• [Work to complete]:
From the listing below, extract every line that contains the word "snowy". Case counts, so skip lines where it appears only with different capitalization.

• [Extracted material]:

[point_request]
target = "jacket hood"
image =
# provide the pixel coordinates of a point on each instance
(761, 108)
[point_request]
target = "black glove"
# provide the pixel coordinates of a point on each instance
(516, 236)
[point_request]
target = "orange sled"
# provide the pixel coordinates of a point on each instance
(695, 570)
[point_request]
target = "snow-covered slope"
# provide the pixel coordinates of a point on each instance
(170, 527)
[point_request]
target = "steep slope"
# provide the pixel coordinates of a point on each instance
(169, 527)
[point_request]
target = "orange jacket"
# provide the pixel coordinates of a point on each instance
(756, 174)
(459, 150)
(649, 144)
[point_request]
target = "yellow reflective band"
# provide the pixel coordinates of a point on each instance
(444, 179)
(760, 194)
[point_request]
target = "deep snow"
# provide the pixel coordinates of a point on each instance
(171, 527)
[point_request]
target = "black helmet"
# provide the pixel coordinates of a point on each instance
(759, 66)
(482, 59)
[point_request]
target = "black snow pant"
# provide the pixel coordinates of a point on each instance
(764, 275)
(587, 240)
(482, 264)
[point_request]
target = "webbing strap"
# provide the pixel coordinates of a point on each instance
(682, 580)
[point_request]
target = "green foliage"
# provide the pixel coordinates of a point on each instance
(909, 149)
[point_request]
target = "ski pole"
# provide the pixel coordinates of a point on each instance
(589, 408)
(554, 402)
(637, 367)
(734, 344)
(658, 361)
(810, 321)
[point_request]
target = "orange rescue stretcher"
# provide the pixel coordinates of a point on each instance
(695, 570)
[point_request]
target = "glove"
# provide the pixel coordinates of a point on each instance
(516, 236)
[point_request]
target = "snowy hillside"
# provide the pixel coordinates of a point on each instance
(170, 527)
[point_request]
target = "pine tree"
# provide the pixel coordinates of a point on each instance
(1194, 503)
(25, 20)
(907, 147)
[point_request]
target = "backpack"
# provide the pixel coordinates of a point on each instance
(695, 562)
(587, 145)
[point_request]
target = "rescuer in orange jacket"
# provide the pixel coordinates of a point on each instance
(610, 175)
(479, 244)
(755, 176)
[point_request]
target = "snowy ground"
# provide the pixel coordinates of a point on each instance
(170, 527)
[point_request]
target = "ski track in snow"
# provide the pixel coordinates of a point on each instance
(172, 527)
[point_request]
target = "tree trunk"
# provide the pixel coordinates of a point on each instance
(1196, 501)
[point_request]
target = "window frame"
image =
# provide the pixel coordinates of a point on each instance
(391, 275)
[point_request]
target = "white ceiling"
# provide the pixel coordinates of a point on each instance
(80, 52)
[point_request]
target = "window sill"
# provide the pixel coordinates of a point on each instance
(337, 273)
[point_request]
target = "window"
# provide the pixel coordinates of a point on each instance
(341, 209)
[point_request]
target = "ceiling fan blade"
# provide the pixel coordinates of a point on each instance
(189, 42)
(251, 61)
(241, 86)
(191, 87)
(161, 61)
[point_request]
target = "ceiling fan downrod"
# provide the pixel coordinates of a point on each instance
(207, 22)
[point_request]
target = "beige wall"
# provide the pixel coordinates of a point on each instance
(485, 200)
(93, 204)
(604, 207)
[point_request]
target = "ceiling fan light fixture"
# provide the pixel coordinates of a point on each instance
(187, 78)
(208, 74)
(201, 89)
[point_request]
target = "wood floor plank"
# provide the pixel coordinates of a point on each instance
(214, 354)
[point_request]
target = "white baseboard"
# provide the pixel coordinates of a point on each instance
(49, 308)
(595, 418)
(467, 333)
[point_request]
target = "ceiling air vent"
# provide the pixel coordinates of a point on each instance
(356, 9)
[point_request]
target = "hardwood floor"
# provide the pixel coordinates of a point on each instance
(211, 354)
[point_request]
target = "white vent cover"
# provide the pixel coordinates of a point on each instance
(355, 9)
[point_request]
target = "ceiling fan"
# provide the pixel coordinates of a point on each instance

• [Solution]:
target = "snowy hillside"
target = "snowy ground"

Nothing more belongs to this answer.